• Location annotation dataset excerpts:
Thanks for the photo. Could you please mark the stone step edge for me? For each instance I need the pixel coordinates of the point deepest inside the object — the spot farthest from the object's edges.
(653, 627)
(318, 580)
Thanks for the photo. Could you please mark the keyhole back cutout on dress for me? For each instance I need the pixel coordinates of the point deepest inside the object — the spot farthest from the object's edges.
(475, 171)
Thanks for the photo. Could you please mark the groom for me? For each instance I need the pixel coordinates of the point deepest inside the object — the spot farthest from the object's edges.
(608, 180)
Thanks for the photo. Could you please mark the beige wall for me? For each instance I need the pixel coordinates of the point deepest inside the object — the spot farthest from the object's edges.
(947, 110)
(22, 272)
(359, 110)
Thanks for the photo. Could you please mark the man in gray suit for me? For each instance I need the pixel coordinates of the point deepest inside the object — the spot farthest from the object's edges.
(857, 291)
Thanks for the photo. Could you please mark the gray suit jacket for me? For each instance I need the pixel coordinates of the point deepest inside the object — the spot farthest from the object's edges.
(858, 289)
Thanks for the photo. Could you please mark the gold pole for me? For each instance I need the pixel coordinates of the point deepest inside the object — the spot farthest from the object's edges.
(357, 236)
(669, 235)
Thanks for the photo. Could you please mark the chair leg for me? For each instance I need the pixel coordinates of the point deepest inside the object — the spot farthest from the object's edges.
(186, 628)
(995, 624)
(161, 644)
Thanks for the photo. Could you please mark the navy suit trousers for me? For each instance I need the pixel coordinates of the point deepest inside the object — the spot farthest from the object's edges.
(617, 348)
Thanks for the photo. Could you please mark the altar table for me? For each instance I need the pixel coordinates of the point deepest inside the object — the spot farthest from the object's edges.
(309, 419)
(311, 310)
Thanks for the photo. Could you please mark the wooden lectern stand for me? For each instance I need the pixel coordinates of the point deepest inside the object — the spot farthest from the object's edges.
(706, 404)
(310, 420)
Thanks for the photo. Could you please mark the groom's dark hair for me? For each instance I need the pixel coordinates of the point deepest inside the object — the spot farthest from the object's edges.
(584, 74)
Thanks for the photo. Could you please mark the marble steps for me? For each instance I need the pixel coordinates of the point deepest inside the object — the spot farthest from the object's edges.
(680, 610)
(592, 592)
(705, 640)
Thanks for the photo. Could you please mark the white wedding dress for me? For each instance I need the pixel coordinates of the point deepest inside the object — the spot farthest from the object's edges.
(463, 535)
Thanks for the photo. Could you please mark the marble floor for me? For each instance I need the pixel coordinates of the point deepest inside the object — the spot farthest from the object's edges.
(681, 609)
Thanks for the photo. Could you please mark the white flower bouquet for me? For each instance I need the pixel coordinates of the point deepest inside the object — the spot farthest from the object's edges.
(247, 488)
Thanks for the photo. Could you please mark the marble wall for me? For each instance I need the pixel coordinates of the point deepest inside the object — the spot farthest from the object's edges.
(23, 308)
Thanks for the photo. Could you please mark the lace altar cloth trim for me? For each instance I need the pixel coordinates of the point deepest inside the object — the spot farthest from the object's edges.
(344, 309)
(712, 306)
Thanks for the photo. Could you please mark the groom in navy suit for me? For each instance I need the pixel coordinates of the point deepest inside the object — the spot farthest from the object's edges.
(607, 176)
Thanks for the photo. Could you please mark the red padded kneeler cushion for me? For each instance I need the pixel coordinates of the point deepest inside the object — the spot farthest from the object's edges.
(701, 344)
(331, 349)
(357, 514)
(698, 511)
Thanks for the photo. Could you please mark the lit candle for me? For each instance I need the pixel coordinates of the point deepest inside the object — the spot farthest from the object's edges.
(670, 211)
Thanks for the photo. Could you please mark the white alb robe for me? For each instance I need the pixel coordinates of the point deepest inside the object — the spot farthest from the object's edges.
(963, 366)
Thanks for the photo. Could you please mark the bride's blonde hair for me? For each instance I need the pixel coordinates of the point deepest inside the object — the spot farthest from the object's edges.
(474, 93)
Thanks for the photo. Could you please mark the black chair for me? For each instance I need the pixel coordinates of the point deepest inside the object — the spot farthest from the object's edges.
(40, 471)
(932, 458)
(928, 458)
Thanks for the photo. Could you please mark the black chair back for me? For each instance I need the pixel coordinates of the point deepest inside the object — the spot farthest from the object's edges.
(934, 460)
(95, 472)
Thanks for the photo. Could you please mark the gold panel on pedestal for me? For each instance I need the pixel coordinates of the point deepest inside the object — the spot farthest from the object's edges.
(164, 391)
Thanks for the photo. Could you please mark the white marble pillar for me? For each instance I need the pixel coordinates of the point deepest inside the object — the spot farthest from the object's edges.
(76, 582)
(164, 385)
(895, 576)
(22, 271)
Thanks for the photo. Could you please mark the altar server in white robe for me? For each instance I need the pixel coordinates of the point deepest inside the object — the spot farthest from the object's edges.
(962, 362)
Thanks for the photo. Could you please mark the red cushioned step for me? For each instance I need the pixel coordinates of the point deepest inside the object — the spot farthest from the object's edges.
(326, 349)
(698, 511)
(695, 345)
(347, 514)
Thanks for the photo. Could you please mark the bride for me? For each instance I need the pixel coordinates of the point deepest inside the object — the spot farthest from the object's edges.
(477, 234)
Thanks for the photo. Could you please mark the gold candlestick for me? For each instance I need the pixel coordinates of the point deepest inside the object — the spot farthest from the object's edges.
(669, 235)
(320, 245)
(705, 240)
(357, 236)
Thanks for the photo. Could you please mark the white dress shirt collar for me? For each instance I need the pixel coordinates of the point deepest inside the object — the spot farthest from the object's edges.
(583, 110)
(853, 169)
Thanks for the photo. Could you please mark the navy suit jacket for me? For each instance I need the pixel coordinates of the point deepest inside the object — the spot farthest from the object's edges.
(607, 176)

• What you need to do:
Reproduce all of the data above word for word, keeping every line in its original order.

• The completed task:
Thanks for the photo. Could you please mark the stone step edge for me? For each instance I need the pixel coordinates of the point deepest inside the object — the spot farthest from the object's edges.
(653, 627)
(318, 580)
Thanks for the photo. Could you please mark the keyhole back cutout on dress for me? For each instance I need the pixel coordinates of the point deepest inside the object — the spot farthest from the object's edges.
(475, 171)
Thanks for the photo. Could you please mark the groom for me? For each instance I need the pixel coordinates of the point deepest inside the object — the spot farthest from the object's edges.
(608, 180)
Thanks for the photo. Could you please mark the beige wall for me? For each instance I need the pixel coordinates of the point deepest inside the object — the spot farthest from the object's edges.
(947, 110)
(22, 272)
(359, 110)
Thanks for the photo. Could you please mark the man in gray suit for me? For each instance I need the pixel coordinates of the point deepest inside the object — the spot farthest from the object's edges.
(857, 291)
Thanks for the photo. Could you please mark the gray suit jacket for me? For each instance I need the pixel coordinates of the point deepest inside the object — the spot farthest from the object's edges.
(858, 289)
Thanks for the photo. Could you please mark the gold pole for me? For each instance I need the pixel coordinates of the point deepest inside the object — the spot farthest from the object's edges.
(357, 236)
(669, 235)
Thanks for the photo. Could you please mark the chair leg for me? For each instance I need the pixel coordinates of the point deepest inside the object — the spot farthest from the object's edges.
(186, 628)
(995, 624)
(161, 644)
Thanks for the photo. Could you please mark the navy suit trousers for me? For each instance I need the pixel coordinates of the point deepest inside the object — the spot farthest from the object's edges.
(617, 348)
Thanks for the photo. Could you please mark the altar table for me? For each instance I need the pixel coordinates of the point deepest inside the object — the spot farthest from the object's edges.
(309, 419)
(311, 310)
Thanks for the photo. Could you please mark the wooden lectern stand for me? For each instance I need the pixel coordinates of the point deepest inside the object — the spot farthest from the object's edges.
(706, 404)
(310, 420)
Thanks for the photo. Could you please mark the groom's dark hair for me? For each instance I need the pixel coordinates of the point deepest inside the object — the spot farthest from the object's edges.
(584, 74)
Thanks for the photo. Could you please mark the marble steps for me? For each instance I need the pixel coordinates of the point deepest inside the object — the spot farthest from the object's edges.
(680, 610)
(592, 592)
(705, 640)
Thanks for the photo. Could you please mark the white wedding dress for me? For each instance I need the pixel coordinates of the point deepest inside the object — the spot farthest from the object's edges.
(463, 535)
Thanks for the photo. Could you please mark the marble floor for me? For each instance I need the pixel coordinates of the point deepest inside the object — the spot farthest from the object's edges.
(681, 609)
Thanks for the photo. Could you please mark the white flower bouquet for me? For each instance I need the pixel coordinates of the point deepest inside the object — the spot farthest from the object's edges.
(247, 488)
Thanks for the photo. Could you please mark the marble wall for me? For each instance I need the pixel coordinates of the point deepest inside the object — the spot farthest from the object's edges.
(23, 308)
Thanks for the photo. Could you please mark the lace altar cloth trim for me? For each instance I need the pixel coordinates of the point deepest inside the object — the spot farthest from the object's edges.
(344, 309)
(712, 306)
Thanks for the photo. Could you please mark the groom in navy suit for me? For each instance I need the pixel coordinates of the point deepest inside the object — the spot farthest from the object's edges.
(607, 176)
Thanks for the photo. Could you please mark the red padded kneeler cushion for me? For each instance I need the pixel coordinates of the point deepest inside the object — the spot farthest from the object's edges.
(701, 344)
(331, 349)
(357, 514)
(698, 511)
Thanks for the photo. Could you please mark the lit candle for me? For each instance I need the pixel coordinates of the point deepest inside the object — the spot farthest from the object's edges.
(670, 211)
Thanks for the photo. Could you please mark the white alb robe for me? For each instance I need the pixel coordinates of the point deepest inside the object — the spot farthest from the object's edges.
(963, 366)
Thanks for the photo. Could you please mark the bride's blonde hair for me? For each instance I need the pixel coordinates of the point deepest inside the object — the spot farthest from the object's edges.
(474, 93)
Thanks for the photo. Could you please mark the black chair for me? For each instance I need the pixel coordinates of the point deepest inside the object — the spot farthest from the object's edges.
(40, 471)
(932, 458)
(928, 458)
Thanks for the photo. Could you please mark the black chair back for me? For each instance I need the pixel coordinates of the point deepest inside the object — the spot farthest from the object's edges.
(934, 460)
(95, 472)
Thanks for the photo. Could you please mark the gold panel on pedestal for me? For each instance I need the pixel coordinates of the point deepest inside the object — the spot farthest from the object's edges.
(164, 391)
Thanks for the photo. Could you please mark the white marble pillar for me? For each instance I need the pixel coordinates of the point deepest inside the object — the spot farthest from the object's edges.
(76, 582)
(164, 385)
(895, 576)
(22, 271)
Thanks for the photo. Could you please mark the altar server in white robe for me? For each instance I need the pixel coordinates of the point deepest inside the object — the spot farthest from the object's edges.
(962, 362)
Thanks for the photo. Could you please mark the red cushioned step for me? For each instance I need the pixel coordinates of the point deepest inside the object — the spot farthest from the object's edges.
(326, 349)
(698, 511)
(695, 345)
(347, 514)
Thanks for the photo. Could you please mark the bride for me? For each instance I need the pixel coordinates of the point deepest inside the object — the spot farthest from the object's edges.
(477, 234)
Thanks for the photo. Could you please mark the gold candlestick for me? For each instance I need the pixel coordinates of the point deepest inside the object — the spot farthest from the object's edges.
(669, 235)
(320, 245)
(705, 240)
(357, 236)
Thanks for the photo. Could you please mark the white dress shirt collar for me? For each instance I need the pixel coordinates of the point deepest inside the object — the spot farthest from the object's edges.
(583, 110)
(853, 169)
Thanks for the photo. Could you please mark the navy suit jacket for me? For each instance I need the pixel coordinates of the point deepest inside the object — the spot farthest from the object's edges.
(607, 176)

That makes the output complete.